# What this task involves:
Find each line in the records below that contains the word "every" and copy those lines. Matching is case-sensitive.

# Data supplied:

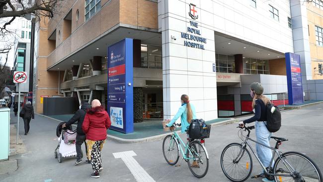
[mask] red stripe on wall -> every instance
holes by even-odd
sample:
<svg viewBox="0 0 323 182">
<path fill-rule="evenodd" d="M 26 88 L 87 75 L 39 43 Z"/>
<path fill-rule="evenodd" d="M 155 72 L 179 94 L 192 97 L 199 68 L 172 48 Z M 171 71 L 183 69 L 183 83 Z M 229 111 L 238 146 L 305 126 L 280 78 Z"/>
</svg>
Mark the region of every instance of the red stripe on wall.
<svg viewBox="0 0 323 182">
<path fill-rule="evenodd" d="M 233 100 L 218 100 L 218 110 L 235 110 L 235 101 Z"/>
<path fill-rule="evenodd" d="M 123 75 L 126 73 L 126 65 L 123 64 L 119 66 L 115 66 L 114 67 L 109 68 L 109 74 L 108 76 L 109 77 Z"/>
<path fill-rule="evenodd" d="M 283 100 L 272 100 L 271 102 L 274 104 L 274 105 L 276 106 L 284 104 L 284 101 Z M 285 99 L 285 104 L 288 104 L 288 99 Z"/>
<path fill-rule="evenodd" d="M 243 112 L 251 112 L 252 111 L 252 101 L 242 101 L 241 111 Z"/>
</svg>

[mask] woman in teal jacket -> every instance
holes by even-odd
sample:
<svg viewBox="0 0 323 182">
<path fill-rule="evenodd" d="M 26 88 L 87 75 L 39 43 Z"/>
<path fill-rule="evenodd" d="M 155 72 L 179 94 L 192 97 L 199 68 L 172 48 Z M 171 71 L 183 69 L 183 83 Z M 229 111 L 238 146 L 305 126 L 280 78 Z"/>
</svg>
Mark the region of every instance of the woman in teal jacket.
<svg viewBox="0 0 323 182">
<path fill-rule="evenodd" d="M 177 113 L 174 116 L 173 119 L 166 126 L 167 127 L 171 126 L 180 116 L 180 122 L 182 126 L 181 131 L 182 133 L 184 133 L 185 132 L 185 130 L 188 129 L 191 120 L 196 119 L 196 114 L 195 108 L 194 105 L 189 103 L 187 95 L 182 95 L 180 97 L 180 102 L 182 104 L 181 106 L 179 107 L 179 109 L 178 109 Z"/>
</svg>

# Task answer:
[mask] red stripe on wall -> every instance
Mark the region of every instance of the red stripe on wall.
[mask] woman in teal jacket -> every instance
Mark the region of every instance of the woman in teal jacket.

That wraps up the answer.